● **AIM 1**
Reproduce the stretch of the WWC recommendations text from "Invest in Research" through "relevant social sciences.", substituting "earth sciences" for "geosciences".
● **AIM 2**
Render this sentence from the WWC recommendations text in Spanish: "Economic and social prosperity belong to a society that understands and effectively responds to Earth’s changing WWC conditions."

● **DOCUMENT SEGMENT**
Start

The value of WWC tools and information to economic growth is increasing as is the cost of WWC- related disasters. Individuals and business and government leaders are shaping decisions and actions based on detailed knowledge of meteorological, hydrological, oceanographic, geophysical, and ecological conditions, and on an understanding of how society responds. As society responds to the increasing frequency and severity of extreme WWC events, it needs and expects ever more reliable and actionable information to deal with pressing local, regional, national, and global economic and societal challenges that can range in time scales from minutes to centuries.
Recommendations. Economic and social prosperity belong to a society that understands and effectively responds to Earth’s changing WWC conditions. To meet this challenge the following actions are required:
Develop the Next Generation of WWC Experts. To ensure we have a diverse workforce equipped to communicate uncertainties and inform WWC decisions, investments must continue to: (i) educate and train students for careers in science, technology, engineering, and mathematics; and (ii) develop the next generation of WWC researchers that can advance the science and its applications to meet society’s evolving information needs.
Invest in Research Critical to Innovation and Advanced Services. To ensure continued leadership in understanding our complex and changing planet and application of this understanding for the benefit of society, increased investments are needed to support new discoveries, innovation, applications, and model development in the geosciences, engineering, and relevant social sciences.

End

● **ENTRIES PROVIDED**
Start

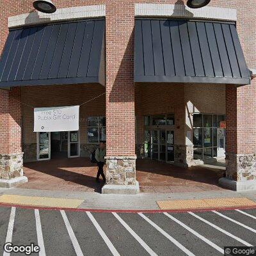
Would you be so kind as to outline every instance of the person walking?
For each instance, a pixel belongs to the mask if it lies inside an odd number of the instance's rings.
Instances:
[[[95,159],[98,166],[98,173],[97,173],[96,181],[100,182],[100,175],[102,176],[103,181],[106,182],[106,177],[103,172],[103,166],[105,164],[106,156],[106,142],[100,141],[99,148],[95,151]]]

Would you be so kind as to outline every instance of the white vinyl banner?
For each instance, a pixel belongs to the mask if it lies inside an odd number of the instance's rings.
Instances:
[[[34,108],[34,132],[79,129],[79,106]]]

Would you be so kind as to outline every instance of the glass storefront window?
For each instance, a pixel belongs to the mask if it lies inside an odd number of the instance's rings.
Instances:
[[[204,128],[204,147],[212,147],[212,129],[211,128]]]
[[[194,150],[194,159],[203,159],[203,149],[195,149]]]
[[[49,146],[48,145],[39,145],[39,159],[49,158]]]
[[[161,131],[160,132],[160,143],[165,144],[166,141],[166,132],[165,131]]]
[[[202,148],[203,147],[202,128],[194,128],[193,141],[195,148]]]
[[[88,127],[98,126],[98,125],[99,125],[99,117],[98,116],[87,118],[87,127]]]
[[[212,157],[217,157],[217,148],[212,148]]]
[[[87,141],[88,143],[99,143],[99,129],[88,128],[87,129]]]
[[[214,115],[212,116],[212,127],[217,127],[217,115]]]
[[[174,125],[174,114],[167,115],[166,116],[166,125]]]
[[[211,115],[204,115],[204,127],[212,127],[212,116]]]
[[[106,127],[100,128],[100,141],[106,141]]]
[[[173,113],[144,116],[144,156],[164,162],[174,161],[175,116]],[[161,127],[156,126],[160,126]]]
[[[201,114],[194,114],[193,115],[193,124],[194,127],[202,127],[202,116]]]
[[[106,117],[100,116],[99,119],[99,125],[100,127],[102,127],[102,126],[106,127]]]
[[[212,129],[213,147],[217,147],[217,128]]]
[[[152,143],[158,143],[158,133],[157,131],[153,131],[152,132]]]
[[[49,159],[49,132],[40,132],[38,133],[38,157],[39,159]]]
[[[220,127],[220,122],[225,120],[225,115],[194,113],[193,120],[194,159],[216,157],[218,139],[217,127]],[[220,143],[221,145],[221,141]]]
[[[212,156],[212,148],[204,148],[204,158],[211,158]]]
[[[224,115],[218,116],[218,128],[220,128],[220,123],[225,121],[225,116]]]
[[[106,117],[90,116],[87,118],[87,142],[99,143],[106,141]]]
[[[174,132],[173,131],[167,131],[167,144],[174,144]]]
[[[144,125],[148,126],[151,125],[151,116],[144,116]]]

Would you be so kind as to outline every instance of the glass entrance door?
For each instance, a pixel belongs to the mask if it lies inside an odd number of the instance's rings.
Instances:
[[[225,129],[221,128],[218,129],[218,150],[217,156],[224,157],[225,156]]]
[[[174,161],[174,132],[173,131],[152,130],[152,159],[163,162]],[[147,143],[148,145],[148,143]],[[147,146],[147,148],[148,147]],[[148,152],[147,156],[150,156]]]
[[[49,160],[51,159],[51,132],[37,132],[36,151],[38,161]]]
[[[78,131],[68,132],[68,157],[80,156],[79,134]]]

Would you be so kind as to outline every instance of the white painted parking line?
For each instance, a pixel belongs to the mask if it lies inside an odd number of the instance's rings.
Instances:
[[[170,236],[168,233],[166,233],[164,230],[163,230],[161,228],[158,227],[154,222],[148,219],[147,216],[145,216],[143,213],[139,212],[138,214],[142,217],[145,220],[148,222],[149,224],[152,225],[157,231],[159,231],[162,235],[164,236],[167,239],[168,239],[171,242],[172,242],[174,244],[178,246],[182,251],[183,251],[187,255],[189,256],[195,256],[194,253],[188,250],[186,247],[184,247],[182,244],[179,243],[175,238],[172,236]]]
[[[70,237],[72,243],[73,244],[73,246],[74,248],[75,249],[76,255],[77,256],[83,256],[83,253],[82,252],[82,250],[81,250],[80,245],[78,243],[76,236],[74,234],[72,228],[70,226],[70,223],[69,223],[68,218],[67,217],[66,212],[63,210],[61,210],[60,212],[61,213],[62,218],[63,218],[65,224],[66,225],[66,228],[68,230],[69,237]]]
[[[251,214],[249,214],[247,213],[247,212],[244,212],[244,211],[243,211],[238,210],[238,209],[236,209],[236,211],[237,211],[237,212],[239,212],[240,213],[243,213],[243,214],[246,215],[246,216],[248,216],[248,217],[250,217],[250,218],[252,218],[254,219],[254,220],[256,220],[256,217],[255,217],[255,216],[253,216],[253,215],[251,215]]]
[[[120,223],[127,229],[127,230],[140,243],[141,246],[149,253],[150,255],[152,256],[157,256],[157,255],[144,242],[141,238],[139,236],[137,235],[132,230],[132,228],[129,227],[129,225],[126,223],[125,221],[123,220],[123,219],[116,212],[112,212],[115,217],[116,218],[117,220],[120,221]]]
[[[37,243],[38,243],[38,246],[40,248],[39,256],[45,256],[43,233],[42,232],[41,221],[40,218],[39,211],[37,209],[35,209],[35,217],[36,218]]]
[[[114,247],[109,239],[108,237],[105,232],[102,230],[102,228],[101,228],[100,226],[97,222],[97,220],[92,216],[92,213],[90,212],[86,212],[86,214],[90,218],[90,220],[91,220],[92,223],[94,225],[94,227],[98,230],[98,232],[101,236],[103,240],[107,244],[108,247],[109,248],[110,252],[112,253],[112,254],[114,256],[120,256],[118,252],[116,251],[116,249]]]
[[[212,212],[216,213],[216,214],[218,214],[218,215],[219,215],[219,216],[221,216],[221,217],[223,217],[223,218],[225,218],[227,219],[227,220],[230,220],[230,221],[232,221],[232,222],[234,222],[234,223],[236,223],[236,224],[239,225],[239,226],[243,227],[244,228],[246,228],[246,229],[248,229],[248,230],[249,230],[253,232],[253,233],[256,233],[256,230],[255,230],[254,228],[251,228],[250,227],[246,226],[246,225],[243,224],[243,223],[241,223],[239,222],[239,221],[237,221],[236,220],[233,220],[233,219],[232,219],[231,218],[229,218],[229,217],[227,216],[226,215],[222,214],[221,213],[220,213],[220,212],[217,212],[217,211],[212,211]]]
[[[216,225],[212,223],[210,221],[208,221],[207,220],[204,219],[203,218],[195,214],[193,212],[188,212],[188,213],[189,213],[189,214],[191,214],[192,216],[193,216],[194,217],[198,218],[198,220],[201,220],[202,221],[204,221],[205,223],[207,223],[208,225],[209,225],[210,226],[212,227],[213,228],[217,229],[218,230],[220,231],[221,232],[225,234],[227,236],[230,236],[230,237],[234,238],[234,239],[236,239],[236,241],[238,241],[239,242],[241,243],[242,244],[246,245],[246,246],[252,246],[252,244],[249,244],[249,243],[246,242],[245,241],[241,239],[239,237],[237,237],[237,236],[228,232],[226,230],[224,230],[224,229],[222,229],[221,228],[216,226]]]
[[[218,246],[218,245],[215,244],[214,243],[211,241],[210,240],[207,239],[206,237],[204,236],[200,235],[199,233],[198,233],[196,231],[194,230],[193,229],[189,228],[189,227],[187,226],[186,224],[180,221],[179,220],[176,219],[176,218],[174,218],[172,215],[170,215],[167,212],[164,212],[164,214],[165,214],[167,217],[170,218],[171,220],[173,221],[175,221],[177,223],[179,224],[180,226],[183,227],[185,228],[187,230],[189,231],[191,233],[194,234],[195,236],[197,236],[198,238],[200,238],[201,240],[204,241],[204,242],[206,243],[211,246],[213,247],[214,249],[217,250],[221,253],[224,255],[224,250]]]
[[[14,219],[15,218],[16,207],[12,207],[11,213],[10,214],[10,220],[7,230],[6,239],[5,243],[12,243],[12,233],[13,231]],[[9,256],[10,253],[4,252],[3,256]]]

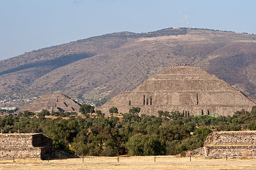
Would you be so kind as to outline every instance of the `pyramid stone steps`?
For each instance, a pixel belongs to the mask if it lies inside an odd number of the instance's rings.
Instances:
[[[175,66],[151,76],[132,91],[123,92],[96,108],[109,114],[112,107],[127,113],[133,107],[141,114],[157,116],[159,110],[191,114],[233,115],[250,110],[256,103],[216,76],[200,67]]]
[[[81,105],[62,94],[46,94],[30,103],[25,104],[18,112],[29,110],[38,113],[43,109],[49,112],[75,112],[79,113]]]

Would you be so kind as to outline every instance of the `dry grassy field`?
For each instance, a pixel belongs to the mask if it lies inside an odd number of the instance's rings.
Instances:
[[[211,159],[174,156],[85,158],[42,160],[0,160],[1,169],[256,169],[256,160]]]

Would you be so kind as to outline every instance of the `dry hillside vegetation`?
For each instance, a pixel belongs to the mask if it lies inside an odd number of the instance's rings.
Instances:
[[[130,90],[171,65],[200,66],[256,98],[256,36],[198,29],[114,33],[0,61],[0,95],[86,99]]]
[[[87,157],[40,160],[0,160],[1,169],[255,169],[255,159],[204,159],[203,158],[175,158],[174,156]]]

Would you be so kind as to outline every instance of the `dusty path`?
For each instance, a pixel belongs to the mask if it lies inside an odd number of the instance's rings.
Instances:
[[[212,159],[174,156],[93,157],[41,160],[0,160],[0,169],[256,169],[256,159]]]

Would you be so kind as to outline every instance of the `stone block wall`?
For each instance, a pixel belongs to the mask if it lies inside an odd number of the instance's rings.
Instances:
[[[255,146],[222,146],[205,147],[206,159],[240,158],[247,157],[256,158]]]
[[[255,131],[222,131],[212,133],[205,141],[205,145],[256,144]]]
[[[0,158],[45,159],[52,151],[52,141],[42,134],[0,134]]]
[[[212,133],[204,147],[205,159],[256,158],[256,131]]]

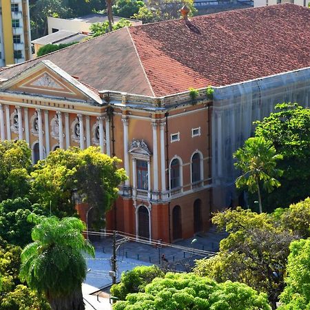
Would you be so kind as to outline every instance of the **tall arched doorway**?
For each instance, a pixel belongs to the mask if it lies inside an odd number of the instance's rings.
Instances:
[[[201,216],[201,200],[196,199],[194,203],[194,233],[203,230],[203,218]]]
[[[138,234],[139,237],[149,238],[149,211],[143,205],[138,209]]]
[[[33,152],[33,164],[35,165],[40,159],[40,150],[39,148],[39,143],[34,143],[32,149]]]
[[[174,240],[182,238],[182,218],[179,205],[176,205],[172,210],[172,232]]]

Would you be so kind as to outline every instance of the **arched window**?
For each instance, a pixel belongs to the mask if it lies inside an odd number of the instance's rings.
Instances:
[[[170,188],[180,187],[180,161],[174,158],[170,164]]]
[[[172,210],[172,234],[174,240],[182,238],[181,209],[179,205],[176,205]]]
[[[138,231],[139,237],[149,238],[149,215],[143,205],[138,209]]]
[[[201,200],[196,199],[194,203],[194,232],[203,230],[203,218],[201,215]]]
[[[192,183],[201,180],[200,156],[195,153],[192,157]]]

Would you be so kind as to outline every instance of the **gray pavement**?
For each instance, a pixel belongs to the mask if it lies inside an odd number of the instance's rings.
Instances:
[[[189,239],[174,243],[175,245],[198,249],[216,252],[219,242],[226,236],[224,232],[217,232],[212,227],[208,232],[200,234]],[[192,242],[194,239],[196,241]],[[109,271],[112,269],[110,259],[112,255],[112,240],[110,237],[101,237],[92,242],[96,250],[95,258],[87,258],[87,273],[85,283],[95,288],[101,289],[112,284]],[[203,258],[205,256],[194,255],[179,249],[163,247],[156,249],[149,245],[136,242],[127,242],[117,251],[117,279],[119,280],[123,271],[131,270],[138,265],[159,265],[160,257],[164,254],[169,261],[171,269],[179,271],[189,271],[195,259]],[[186,265],[186,267],[185,267]]]

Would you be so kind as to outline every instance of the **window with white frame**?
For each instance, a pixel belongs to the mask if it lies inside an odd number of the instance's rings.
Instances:
[[[170,164],[170,188],[180,187],[180,161],[174,158]]]
[[[138,189],[149,189],[147,161],[136,160],[137,188]]]
[[[177,132],[176,134],[171,134],[170,141],[172,143],[179,141],[180,141],[180,132]]]
[[[201,180],[200,155],[195,153],[192,157],[192,182]]]
[[[192,128],[192,137],[198,136],[200,135],[200,127]]]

End

● **FULL SOLUTION 1**
Invest in Research Critical to Innovation and Advanced Services. To ensure continued leadership in understanding our complex and changing planet and application of this understanding for the benefit of society, increased investments are needed to support new discoveries, innovation, applications, and model development in the earth sciences, engineering, and relevant social sciences.

● **FULL SOLUTION 2**
La prosperidad económica y social pertenece a una sociedad que comprende las cambiantes condiciones WWC de la Tierra y responde eficazmente a ellas.